Energy self-sufficiency is crucial to realizing long service life and low maintenance requirements in internet of things (IoT) components. Batteries currently integrated into these systems are large and expensive, and are usually recharged slowly by solar cells or other energy harvesting options. Downsizing battery units is not optimal for these applications, as smaller batteries discharge fully more frequently.
A solution in the form of a new microchip that continues to operate even when the battery runs out of energy has been engineered at the National University of Singapore. The BATLESS architecture relies on a novel power management technique that allows the device to self-start and keep functioning under dim light without any battery assistance. The design leads to battery indifference — the ability for IoT devices to continue operations even when the battery is depleted.
The key is a very small on-chip solar cell, a design which can lead to marked reductions in the size of batteries needed to power IoT sensor nodes. This can translate into batteries one-tenth the size of those available and lower production costs.
When battery energy is available, the BATLESS chip runs in minimum-energy mode to maximize battery lifetime. When the battery is exhausted, the chip switches to minimum-power mode and operates with a power consumption of about half a nanoWatt, about a billion times smaller than the power consumption of a smartphone during a phone call. Power can be provided by a very small on-chip solar cell that is about half a square millimeter in area, or other forms of ambient energy such as vibration or heat.

Dataset section -
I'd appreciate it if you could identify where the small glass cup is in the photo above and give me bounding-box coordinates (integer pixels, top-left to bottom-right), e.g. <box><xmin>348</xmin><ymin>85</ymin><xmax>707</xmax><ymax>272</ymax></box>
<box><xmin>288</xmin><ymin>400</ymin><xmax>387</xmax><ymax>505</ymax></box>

Activity - Retype the part of the BATLESS chip text between "A solution in" and "lower production costs.", inclusive, without changing anything.

Finished exercise -
A solution in the form of a new microchip that continues to operate even when the battery runs out of energy has been engineered at the National University of Singapore. The BATLESS architecture relies on a novel power management technique that allows the device to self-start and keep functioning under dim light without any battery assistance. The design leads to battery indifference — the ability for IoT devices to continue operations even when the battery is depleted.
The key is a very small on-chip solar cell, a design which can lead to marked reductions in the size of batteries needed to power IoT sensor nodes. This can translate into batteries one-tenth the size of those available and lower production costs.